== Exercise prompt ==
Present each line of the entries below that holds the word "after".

== Exercise input ==
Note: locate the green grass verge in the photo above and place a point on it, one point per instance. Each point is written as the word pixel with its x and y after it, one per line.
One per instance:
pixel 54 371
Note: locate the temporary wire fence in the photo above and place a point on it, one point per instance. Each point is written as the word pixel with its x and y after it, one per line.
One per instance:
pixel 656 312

---

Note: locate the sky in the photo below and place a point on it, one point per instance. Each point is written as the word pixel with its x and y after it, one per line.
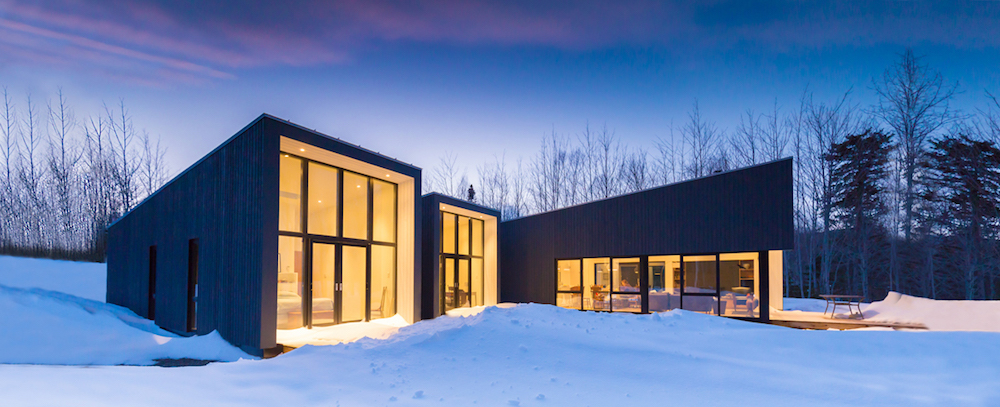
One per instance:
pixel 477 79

---

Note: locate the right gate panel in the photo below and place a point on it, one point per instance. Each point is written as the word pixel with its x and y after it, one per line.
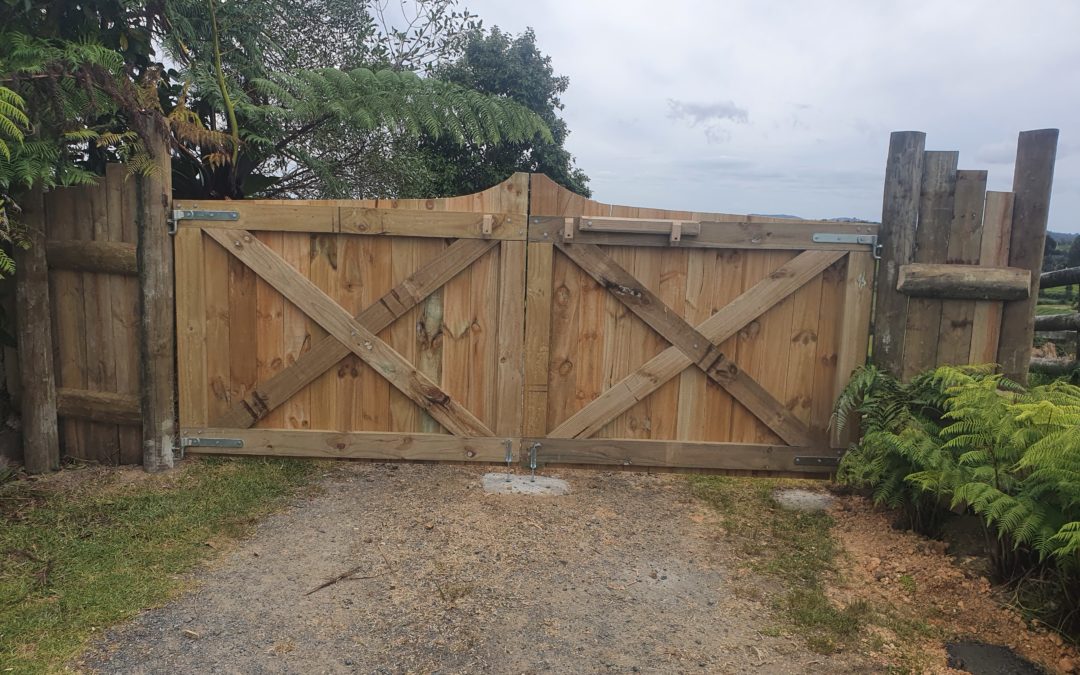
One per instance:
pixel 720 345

== Task solution ==
Note: locate the green grass verge in the photo above and place a point on it, one point per instance. Each point is written as the word pixel with its x and y after it, one per line.
Note: locate the temporary wire fence in the photo above and place a point on it, one point per instance. Each point is written as the word pixel with its x and y after it, one per line.
Note: locate the sky in the photo below and place a point on it, one point per instance. Each point is written as the word pixel with its x and y after it, one per line.
Note: locate the right gate panel in the photo below and place a point on it, one point per instance. Each point is written as the word pixel with its x and y after it, one per line.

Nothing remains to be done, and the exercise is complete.